Exercise data below:

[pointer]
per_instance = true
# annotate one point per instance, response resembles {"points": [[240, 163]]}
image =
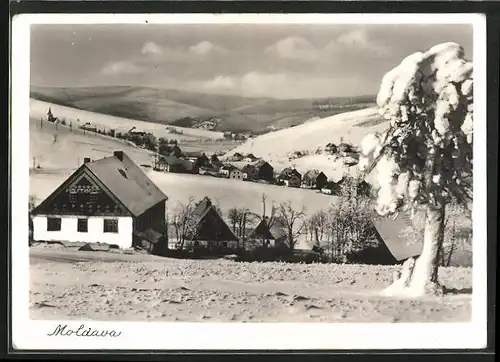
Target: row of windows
{"points": [[109, 225]]}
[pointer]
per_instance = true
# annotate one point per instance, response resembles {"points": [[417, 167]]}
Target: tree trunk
{"points": [[419, 276]]}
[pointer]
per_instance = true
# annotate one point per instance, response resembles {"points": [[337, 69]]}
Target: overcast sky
{"points": [[282, 61]]}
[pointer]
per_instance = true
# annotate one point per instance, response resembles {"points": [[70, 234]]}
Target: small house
{"points": [[314, 179], [268, 235], [398, 240], [331, 148], [110, 200], [200, 159], [174, 164], [236, 157], [265, 170], [290, 177], [210, 229], [250, 172], [250, 158], [235, 173], [50, 116], [290, 180], [214, 161], [231, 172], [345, 148]]}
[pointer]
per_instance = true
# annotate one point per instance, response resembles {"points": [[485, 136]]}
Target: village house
{"points": [[331, 148], [250, 172], [250, 158], [236, 157], [231, 172], [111, 201], [289, 177], [200, 159], [265, 170], [210, 229], [174, 164], [395, 239], [268, 235], [345, 149], [214, 161], [50, 116], [314, 179]]}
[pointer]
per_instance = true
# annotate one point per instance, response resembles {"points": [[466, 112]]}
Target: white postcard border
{"points": [[30, 334]]}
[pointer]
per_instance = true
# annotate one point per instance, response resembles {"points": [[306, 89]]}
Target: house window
{"points": [[110, 225], [83, 226], [54, 224]]}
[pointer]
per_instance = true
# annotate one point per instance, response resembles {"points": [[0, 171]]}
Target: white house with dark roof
{"points": [[110, 200]]}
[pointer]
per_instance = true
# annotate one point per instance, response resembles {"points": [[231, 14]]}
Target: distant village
{"points": [[243, 167], [115, 203]]}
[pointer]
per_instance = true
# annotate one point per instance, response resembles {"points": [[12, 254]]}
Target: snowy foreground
{"points": [[70, 284]]}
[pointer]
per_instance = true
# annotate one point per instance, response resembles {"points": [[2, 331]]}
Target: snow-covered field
{"points": [[38, 109], [224, 192], [146, 288], [275, 147]]}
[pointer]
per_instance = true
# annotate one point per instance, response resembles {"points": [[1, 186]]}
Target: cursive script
{"points": [[63, 330]]}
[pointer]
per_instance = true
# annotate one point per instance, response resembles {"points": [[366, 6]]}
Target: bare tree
{"points": [[293, 222], [239, 219], [184, 222], [424, 158], [234, 217]]}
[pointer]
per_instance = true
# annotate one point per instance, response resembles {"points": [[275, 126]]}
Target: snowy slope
{"points": [[38, 109], [275, 147]]}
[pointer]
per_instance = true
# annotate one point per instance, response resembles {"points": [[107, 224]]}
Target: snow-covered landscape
{"points": [[319, 258]]}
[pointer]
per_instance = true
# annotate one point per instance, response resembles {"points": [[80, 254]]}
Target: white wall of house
{"points": [[95, 233], [293, 182]]}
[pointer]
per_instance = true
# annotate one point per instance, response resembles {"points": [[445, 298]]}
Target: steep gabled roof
{"points": [[313, 175], [127, 182], [273, 232], [288, 172], [260, 163], [400, 235], [247, 168], [205, 209]]}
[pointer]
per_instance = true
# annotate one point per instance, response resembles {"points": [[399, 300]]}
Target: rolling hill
{"points": [[310, 138], [78, 117], [237, 114]]}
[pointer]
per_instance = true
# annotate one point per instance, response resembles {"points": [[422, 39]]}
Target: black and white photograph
{"points": [[260, 175]]}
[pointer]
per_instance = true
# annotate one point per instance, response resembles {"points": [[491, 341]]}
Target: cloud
{"points": [[152, 48], [283, 85], [206, 47], [221, 83], [297, 48], [122, 67], [357, 41]]}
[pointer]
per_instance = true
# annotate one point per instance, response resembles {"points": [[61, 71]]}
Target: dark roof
{"points": [[400, 235], [313, 174], [262, 230], [260, 163], [205, 209], [193, 154], [288, 172], [230, 168], [150, 235], [246, 168], [127, 182]]}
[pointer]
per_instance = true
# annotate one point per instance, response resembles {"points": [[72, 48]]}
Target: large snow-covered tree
{"points": [[424, 158]]}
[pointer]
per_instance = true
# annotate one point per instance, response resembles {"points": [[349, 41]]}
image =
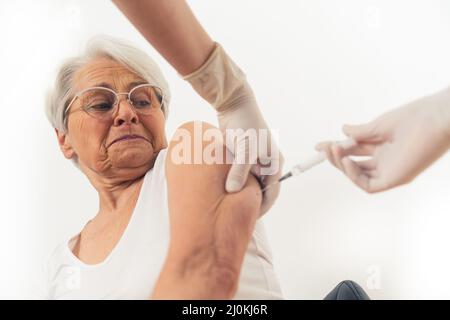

End of Exercise data.

> Task item:
Repeat each line of the records exactly, dropping the pictures.

> Response box:
[pointer]
per_instance = true
# annotate one point per instance, response resembles {"points": [[240, 163]]}
image =
Target: row of windows
{"points": [[109, 225]]}
[pointer]
per_instance = true
# annotate one point per instance, response resembles {"points": [[417, 167]]}
Target: tree trunk
{"points": [[419, 276]]}
[pointer]
per_instance = true
# annotate one point per instance, response resembles {"points": [[337, 69]]}
Target: overcast sky
{"points": [[282, 61]]}
[pointer]
per_instance = true
# annotate one point per instance, response resembles {"points": [[70, 234]]}
Target: small house
{"points": [[314, 179], [268, 235], [398, 240], [331, 148], [110, 200], [200, 159], [174, 164], [236, 157], [265, 170], [290, 177], [210, 229], [250, 172], [250, 158], [235, 173], [50, 116], [290, 180], [214, 161], [231, 172], [345, 148]]}
[pointer]
per_instance = true
# annotate one point per instance, response resembles {"points": [[485, 136]]}
Target: village house
{"points": [[331, 148], [250, 172], [250, 158], [236, 157], [231, 172], [111, 201], [289, 177], [200, 159], [265, 170], [210, 229], [174, 164], [395, 239], [268, 235], [345, 149], [214, 161], [50, 116], [314, 179]]}
[pointer]
per_instance = true
# annotate one point per instance, response resembles {"points": [[466, 112]]}
Target: white postcard border
{"points": [[30, 334]]}
[pointer]
per_instance = true
# annotate one point per instance, response resembles {"points": [[306, 89]]}
Target: house window
{"points": [[110, 225], [83, 226], [54, 224]]}
[pointer]
per_instance = true
# annotate one point per instance, response resembles {"points": [[0, 171]]}
Target: white house with dark roof
{"points": [[110, 200]]}
[pointer]
per_instance = true
# annotate one point per instance, response resembles {"points": [[231, 14]]}
Target: distant village
{"points": [[243, 167], [115, 203]]}
[pointer]
per_instance = true
# annotate one point per instance, response resembles {"points": [[12, 254]]}
Target: snowy foreground
{"points": [[70, 284]]}
[pointer]
per_instance = true
# annotate one point per instance, response resembles {"points": [[2, 331]]}
Target: snow-covered field
{"points": [[38, 109], [224, 192], [146, 288], [275, 147]]}
[pointer]
per_instance = true
# annotate one point per instance, response resembles {"points": [[1, 186]]}
Target: cursive script
{"points": [[63, 330]]}
[pointer]
per_instance = true
# annotate one point per instance, response resembles {"points": [[366, 6]]}
Target: bare tree
{"points": [[293, 222], [239, 219], [184, 222], [424, 158], [234, 217]]}
[pointer]
per_instance = true
# annotate one point per instance, response resembles {"points": [[275, 126]]}
Target: snowy slope
{"points": [[38, 109], [275, 147]]}
[pointer]
per_instance = true
# annotate one point per instance, response resembles {"points": [[107, 224]]}
Target: snow-covered landscape
{"points": [[319, 258]]}
[pointer]
per_instance = true
# annotate one point per instance, response resembles {"points": [[80, 254]]}
Target: white wall of house
{"points": [[95, 233], [293, 182]]}
[pointer]
per_instance = true
# annotate one point per instance, response resembles {"points": [[445, 298]]}
Target: steep gabled roof
{"points": [[313, 175], [127, 182], [273, 232], [288, 172], [260, 163], [400, 235], [247, 168], [205, 209]]}
[pointer]
per_instance = true
# annotate one point per instance, response resembles {"points": [[399, 300]]}
Target: rolling hill
{"points": [[310, 138], [78, 117], [237, 114]]}
[pointer]
per_instance = true
# annotate one point per instance, response resembles {"points": [[422, 39]]}
Target: black and white photograph
{"points": [[260, 175]]}
[pointer]
per_instance = true
# annotate one point per instance, response resembles {"points": [[491, 341]]}
Target: cloud
{"points": [[152, 48], [283, 85], [206, 47], [221, 83], [297, 48], [122, 67], [357, 41]]}
[pointer]
per_instance = true
# annotate one point per instance, response resembles {"points": [[61, 71]]}
Target: dark roof
{"points": [[400, 235], [313, 174], [262, 230], [260, 163], [205, 209], [193, 154], [288, 172], [230, 168], [150, 235], [246, 168], [127, 182]]}
[pointer]
per_instance = true
# annotate one point per instance, response resembles {"points": [[72, 48]]}
Target: large snow-covered tree
{"points": [[424, 158]]}
[pointer]
per_instance = true
# annotate one point per instance, response resembles {"points": [[349, 41]]}
image =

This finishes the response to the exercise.